━━━━━ Input for this task ━━━━━

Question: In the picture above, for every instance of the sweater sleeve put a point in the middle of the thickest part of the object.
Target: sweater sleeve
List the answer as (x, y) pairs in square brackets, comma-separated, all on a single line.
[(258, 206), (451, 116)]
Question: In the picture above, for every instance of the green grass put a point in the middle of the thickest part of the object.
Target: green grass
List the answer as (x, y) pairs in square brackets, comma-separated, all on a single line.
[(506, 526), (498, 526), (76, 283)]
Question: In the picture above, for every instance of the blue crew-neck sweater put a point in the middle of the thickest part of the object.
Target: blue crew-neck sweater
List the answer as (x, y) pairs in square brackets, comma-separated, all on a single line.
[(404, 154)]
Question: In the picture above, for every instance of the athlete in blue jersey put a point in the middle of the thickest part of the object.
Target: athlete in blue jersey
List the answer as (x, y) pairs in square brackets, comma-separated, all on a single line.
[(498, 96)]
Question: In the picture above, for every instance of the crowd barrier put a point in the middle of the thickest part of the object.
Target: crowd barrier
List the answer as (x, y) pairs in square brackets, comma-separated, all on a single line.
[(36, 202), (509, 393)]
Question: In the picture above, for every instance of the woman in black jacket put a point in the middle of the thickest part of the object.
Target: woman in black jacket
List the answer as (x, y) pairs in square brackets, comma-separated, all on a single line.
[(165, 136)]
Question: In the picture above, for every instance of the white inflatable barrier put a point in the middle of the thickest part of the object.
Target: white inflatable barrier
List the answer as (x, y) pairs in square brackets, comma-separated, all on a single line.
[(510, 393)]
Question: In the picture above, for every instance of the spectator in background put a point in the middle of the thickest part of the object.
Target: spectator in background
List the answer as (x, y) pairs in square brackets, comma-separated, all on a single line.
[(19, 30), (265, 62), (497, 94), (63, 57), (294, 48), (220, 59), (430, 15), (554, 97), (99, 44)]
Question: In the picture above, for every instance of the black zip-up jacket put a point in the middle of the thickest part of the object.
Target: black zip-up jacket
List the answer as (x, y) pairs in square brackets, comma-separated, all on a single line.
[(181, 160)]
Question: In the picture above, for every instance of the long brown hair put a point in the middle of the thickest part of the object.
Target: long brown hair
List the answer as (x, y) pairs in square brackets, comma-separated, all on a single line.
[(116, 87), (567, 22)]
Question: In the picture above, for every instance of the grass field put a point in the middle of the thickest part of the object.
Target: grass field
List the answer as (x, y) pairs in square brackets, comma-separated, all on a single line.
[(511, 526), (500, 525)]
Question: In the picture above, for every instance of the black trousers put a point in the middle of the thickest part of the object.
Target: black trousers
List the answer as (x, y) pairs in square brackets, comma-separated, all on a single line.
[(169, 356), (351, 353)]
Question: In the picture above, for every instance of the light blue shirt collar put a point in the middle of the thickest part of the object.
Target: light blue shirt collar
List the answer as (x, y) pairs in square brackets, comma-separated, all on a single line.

━━━━━

> **Required action**
All lines of the records above that carry the word "shirt" should be listed.

> **Solution to the problem**
Question: In the picture above, for every instance of the light blue shirt collar put a point in the middle of the thickest part of the object.
Target: light blue shirt collar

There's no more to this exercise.